* _EXERCISE TASK_: Output only the span of lines that begins at the line containing "point: the man standing" and ends at the last line of the data, both included, exactly as they appear.
⟨
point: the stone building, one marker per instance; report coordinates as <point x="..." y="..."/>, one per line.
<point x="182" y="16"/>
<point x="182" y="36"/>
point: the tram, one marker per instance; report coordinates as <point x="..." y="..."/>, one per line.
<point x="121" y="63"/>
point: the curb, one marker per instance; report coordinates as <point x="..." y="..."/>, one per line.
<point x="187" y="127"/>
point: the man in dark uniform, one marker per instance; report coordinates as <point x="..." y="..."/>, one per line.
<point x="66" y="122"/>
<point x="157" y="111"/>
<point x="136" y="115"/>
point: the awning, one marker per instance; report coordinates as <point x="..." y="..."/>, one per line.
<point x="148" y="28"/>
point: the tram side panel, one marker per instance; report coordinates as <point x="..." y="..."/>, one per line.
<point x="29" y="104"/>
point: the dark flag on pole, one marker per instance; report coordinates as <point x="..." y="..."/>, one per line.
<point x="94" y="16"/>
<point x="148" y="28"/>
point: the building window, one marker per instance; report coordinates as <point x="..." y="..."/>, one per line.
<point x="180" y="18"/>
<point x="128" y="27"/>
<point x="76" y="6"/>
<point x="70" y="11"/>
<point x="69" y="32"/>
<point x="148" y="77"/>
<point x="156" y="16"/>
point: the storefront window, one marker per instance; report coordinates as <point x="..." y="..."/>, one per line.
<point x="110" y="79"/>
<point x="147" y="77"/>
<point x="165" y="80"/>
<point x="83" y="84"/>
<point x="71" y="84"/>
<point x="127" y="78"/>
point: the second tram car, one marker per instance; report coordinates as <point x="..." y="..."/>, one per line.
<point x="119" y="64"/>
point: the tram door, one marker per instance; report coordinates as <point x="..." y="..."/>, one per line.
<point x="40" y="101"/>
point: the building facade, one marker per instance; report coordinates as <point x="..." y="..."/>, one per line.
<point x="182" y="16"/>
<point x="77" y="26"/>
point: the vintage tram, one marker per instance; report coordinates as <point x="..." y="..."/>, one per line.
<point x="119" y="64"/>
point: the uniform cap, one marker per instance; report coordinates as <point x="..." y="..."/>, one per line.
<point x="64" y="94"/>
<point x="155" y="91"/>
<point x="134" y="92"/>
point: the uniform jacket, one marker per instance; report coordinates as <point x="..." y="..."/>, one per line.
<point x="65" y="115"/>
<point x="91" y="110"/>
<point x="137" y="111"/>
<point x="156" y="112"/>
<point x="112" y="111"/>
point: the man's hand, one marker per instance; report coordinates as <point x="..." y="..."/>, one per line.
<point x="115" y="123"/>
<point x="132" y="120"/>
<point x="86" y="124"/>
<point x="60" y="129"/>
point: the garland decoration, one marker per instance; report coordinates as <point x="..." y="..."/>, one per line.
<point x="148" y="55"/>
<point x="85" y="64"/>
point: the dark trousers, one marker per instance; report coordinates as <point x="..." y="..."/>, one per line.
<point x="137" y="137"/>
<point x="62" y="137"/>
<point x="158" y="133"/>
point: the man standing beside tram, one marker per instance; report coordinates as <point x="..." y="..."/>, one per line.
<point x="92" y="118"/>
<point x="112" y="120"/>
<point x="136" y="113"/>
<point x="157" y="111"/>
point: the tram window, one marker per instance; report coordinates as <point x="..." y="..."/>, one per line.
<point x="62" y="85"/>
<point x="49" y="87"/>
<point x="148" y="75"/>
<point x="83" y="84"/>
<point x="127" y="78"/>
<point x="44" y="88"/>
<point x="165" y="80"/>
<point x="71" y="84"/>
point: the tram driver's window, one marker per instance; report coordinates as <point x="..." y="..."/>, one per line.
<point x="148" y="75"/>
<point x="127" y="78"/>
⟩
* _WORKED SOLUTION_:
point: the man standing beside tram, one marker per instance; report coordinates as <point x="..." y="..."/>, one per line.
<point x="92" y="118"/>
<point x="112" y="120"/>
<point x="136" y="113"/>
<point x="157" y="111"/>
point: the tram window, one marker per instance; report coordinates as <point x="..." y="..."/>, one per line.
<point x="62" y="85"/>
<point x="49" y="87"/>
<point x="148" y="75"/>
<point x="83" y="84"/>
<point x="127" y="78"/>
<point x="44" y="88"/>
<point x="165" y="80"/>
<point x="71" y="84"/>
point: the tram driver's window, one marker per instance; report coordinates as <point x="..." y="..."/>, one per line.
<point x="148" y="75"/>
<point x="127" y="78"/>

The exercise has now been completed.